# START OF PROVIDED RECORDS
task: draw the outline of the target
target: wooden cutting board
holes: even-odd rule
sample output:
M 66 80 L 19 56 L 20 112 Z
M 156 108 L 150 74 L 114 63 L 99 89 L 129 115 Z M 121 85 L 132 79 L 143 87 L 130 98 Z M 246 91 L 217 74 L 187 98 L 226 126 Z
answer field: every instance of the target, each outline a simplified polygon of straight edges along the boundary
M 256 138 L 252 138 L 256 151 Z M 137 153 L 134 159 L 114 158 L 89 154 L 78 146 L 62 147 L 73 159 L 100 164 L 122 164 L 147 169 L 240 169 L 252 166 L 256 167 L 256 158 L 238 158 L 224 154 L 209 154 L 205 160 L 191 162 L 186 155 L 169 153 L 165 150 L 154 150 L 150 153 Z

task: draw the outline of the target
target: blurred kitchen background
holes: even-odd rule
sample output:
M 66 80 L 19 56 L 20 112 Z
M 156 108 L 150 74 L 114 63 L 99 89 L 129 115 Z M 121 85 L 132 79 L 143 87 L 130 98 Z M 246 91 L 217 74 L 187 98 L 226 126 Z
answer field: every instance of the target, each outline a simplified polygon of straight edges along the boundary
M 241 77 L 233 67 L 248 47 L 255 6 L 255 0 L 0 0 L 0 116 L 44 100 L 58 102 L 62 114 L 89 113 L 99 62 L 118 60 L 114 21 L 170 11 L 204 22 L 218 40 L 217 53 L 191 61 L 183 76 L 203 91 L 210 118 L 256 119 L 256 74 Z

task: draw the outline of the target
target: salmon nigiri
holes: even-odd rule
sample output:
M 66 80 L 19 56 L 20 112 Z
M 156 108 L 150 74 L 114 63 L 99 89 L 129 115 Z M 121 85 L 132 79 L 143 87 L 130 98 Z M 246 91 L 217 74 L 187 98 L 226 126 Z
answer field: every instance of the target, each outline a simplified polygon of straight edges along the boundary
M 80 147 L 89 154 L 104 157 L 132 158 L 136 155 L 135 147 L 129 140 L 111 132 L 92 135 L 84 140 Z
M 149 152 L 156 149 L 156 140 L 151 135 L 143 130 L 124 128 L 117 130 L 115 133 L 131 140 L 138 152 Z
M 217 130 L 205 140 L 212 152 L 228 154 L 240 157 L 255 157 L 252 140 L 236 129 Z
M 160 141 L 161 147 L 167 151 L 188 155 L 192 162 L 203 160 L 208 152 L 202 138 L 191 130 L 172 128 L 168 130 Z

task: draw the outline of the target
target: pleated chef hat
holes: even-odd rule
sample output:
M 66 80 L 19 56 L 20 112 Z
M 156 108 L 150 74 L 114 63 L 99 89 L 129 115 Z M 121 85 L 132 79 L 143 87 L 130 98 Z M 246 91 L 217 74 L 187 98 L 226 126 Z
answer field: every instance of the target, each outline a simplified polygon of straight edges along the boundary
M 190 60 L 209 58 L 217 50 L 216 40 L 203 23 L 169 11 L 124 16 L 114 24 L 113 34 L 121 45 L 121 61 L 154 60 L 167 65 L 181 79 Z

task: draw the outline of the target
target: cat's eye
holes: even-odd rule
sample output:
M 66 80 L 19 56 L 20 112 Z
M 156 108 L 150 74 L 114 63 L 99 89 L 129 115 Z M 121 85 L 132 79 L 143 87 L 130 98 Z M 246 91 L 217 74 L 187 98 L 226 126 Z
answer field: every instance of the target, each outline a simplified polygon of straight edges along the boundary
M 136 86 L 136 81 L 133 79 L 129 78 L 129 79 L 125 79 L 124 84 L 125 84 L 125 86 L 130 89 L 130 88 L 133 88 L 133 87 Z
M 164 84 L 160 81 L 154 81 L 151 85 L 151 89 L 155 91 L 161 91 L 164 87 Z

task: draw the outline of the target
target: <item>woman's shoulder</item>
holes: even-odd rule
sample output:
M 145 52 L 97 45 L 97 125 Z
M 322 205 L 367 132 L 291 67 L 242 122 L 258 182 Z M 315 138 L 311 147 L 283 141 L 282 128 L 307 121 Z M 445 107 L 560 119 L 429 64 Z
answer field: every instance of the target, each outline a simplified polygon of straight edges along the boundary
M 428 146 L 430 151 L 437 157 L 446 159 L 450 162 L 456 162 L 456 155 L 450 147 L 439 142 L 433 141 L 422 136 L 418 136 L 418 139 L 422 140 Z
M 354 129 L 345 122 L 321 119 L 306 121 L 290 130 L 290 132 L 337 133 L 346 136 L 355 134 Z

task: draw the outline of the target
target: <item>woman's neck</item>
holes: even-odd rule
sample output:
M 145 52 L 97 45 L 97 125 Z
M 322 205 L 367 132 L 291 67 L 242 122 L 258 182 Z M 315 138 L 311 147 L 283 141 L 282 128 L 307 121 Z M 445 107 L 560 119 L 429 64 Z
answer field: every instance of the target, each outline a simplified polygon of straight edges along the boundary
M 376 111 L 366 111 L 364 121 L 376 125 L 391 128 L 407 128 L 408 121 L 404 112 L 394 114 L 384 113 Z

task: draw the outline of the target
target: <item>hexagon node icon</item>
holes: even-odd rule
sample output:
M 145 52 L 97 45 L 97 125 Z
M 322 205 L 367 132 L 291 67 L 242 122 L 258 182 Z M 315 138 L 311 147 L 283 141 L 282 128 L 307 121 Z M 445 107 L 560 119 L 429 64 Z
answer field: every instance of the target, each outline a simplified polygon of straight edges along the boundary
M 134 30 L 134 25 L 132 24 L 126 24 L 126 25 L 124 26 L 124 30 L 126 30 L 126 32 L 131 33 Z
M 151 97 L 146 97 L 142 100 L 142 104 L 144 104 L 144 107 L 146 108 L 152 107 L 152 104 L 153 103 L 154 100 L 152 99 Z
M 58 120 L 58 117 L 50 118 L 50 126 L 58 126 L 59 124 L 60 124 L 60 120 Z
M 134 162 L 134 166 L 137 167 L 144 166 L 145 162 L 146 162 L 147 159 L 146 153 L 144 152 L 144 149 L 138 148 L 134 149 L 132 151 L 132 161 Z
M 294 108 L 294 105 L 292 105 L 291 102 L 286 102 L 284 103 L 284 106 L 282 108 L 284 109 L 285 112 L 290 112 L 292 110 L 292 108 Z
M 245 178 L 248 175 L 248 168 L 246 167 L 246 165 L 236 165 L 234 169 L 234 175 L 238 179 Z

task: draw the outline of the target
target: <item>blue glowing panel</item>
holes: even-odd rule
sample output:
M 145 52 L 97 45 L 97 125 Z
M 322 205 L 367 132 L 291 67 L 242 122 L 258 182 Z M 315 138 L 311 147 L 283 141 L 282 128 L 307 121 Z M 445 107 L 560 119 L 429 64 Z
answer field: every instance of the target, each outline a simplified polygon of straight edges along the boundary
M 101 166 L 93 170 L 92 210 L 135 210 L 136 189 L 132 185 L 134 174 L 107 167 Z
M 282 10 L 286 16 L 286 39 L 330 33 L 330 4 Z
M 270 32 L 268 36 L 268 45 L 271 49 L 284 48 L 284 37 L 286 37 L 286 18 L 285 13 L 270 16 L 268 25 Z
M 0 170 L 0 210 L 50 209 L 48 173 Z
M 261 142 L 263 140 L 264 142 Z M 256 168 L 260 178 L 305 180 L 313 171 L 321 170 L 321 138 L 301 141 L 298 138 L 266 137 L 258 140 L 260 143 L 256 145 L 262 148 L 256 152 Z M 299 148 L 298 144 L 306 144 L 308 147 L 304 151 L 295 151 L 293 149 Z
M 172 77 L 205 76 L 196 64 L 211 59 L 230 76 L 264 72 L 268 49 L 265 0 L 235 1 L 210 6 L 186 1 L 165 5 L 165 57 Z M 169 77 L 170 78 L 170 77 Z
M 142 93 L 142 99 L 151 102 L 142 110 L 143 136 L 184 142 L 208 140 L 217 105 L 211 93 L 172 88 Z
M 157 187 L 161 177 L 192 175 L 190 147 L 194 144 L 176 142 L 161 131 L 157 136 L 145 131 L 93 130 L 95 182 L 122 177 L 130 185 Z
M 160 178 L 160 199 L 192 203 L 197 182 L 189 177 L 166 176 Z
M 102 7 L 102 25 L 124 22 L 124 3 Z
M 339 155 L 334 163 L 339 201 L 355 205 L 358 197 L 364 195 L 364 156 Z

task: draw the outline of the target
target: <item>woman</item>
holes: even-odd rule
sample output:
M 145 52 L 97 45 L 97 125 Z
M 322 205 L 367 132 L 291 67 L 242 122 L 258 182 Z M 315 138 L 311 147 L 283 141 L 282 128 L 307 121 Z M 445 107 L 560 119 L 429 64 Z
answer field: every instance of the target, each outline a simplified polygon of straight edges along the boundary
# END OF PROVIDED RECORDS
- _TASK INSTRUCTIONS_
Please write out the records from the start through the line containing "M 256 138 L", both ends included, substituting "bamboo cutting board" for "wooden cutting board" and keeping everything else the same.

- _REPLY_
task: draw the outline of the target
target: bamboo cutting board
holes: even-odd rule
sample output:
M 66 80 L 19 56 L 20 112 Z
M 156 108 L 150 74 L 114 63 L 99 89 L 129 115 Z M 121 85 L 132 79 L 143 87 L 130 98 Z M 246 91 L 217 74 L 187 98 L 226 126 Z
answer field: every instance of the target, each outline a simplified polygon of straight edges along the boundary
M 256 138 L 252 138 L 256 151 Z M 137 153 L 134 159 L 114 158 L 89 154 L 78 146 L 62 147 L 73 159 L 100 164 L 122 164 L 147 169 L 240 169 L 252 166 L 256 167 L 256 158 L 238 158 L 224 154 L 209 154 L 205 160 L 191 162 L 186 155 L 169 153 L 165 150 L 154 150 L 150 153 Z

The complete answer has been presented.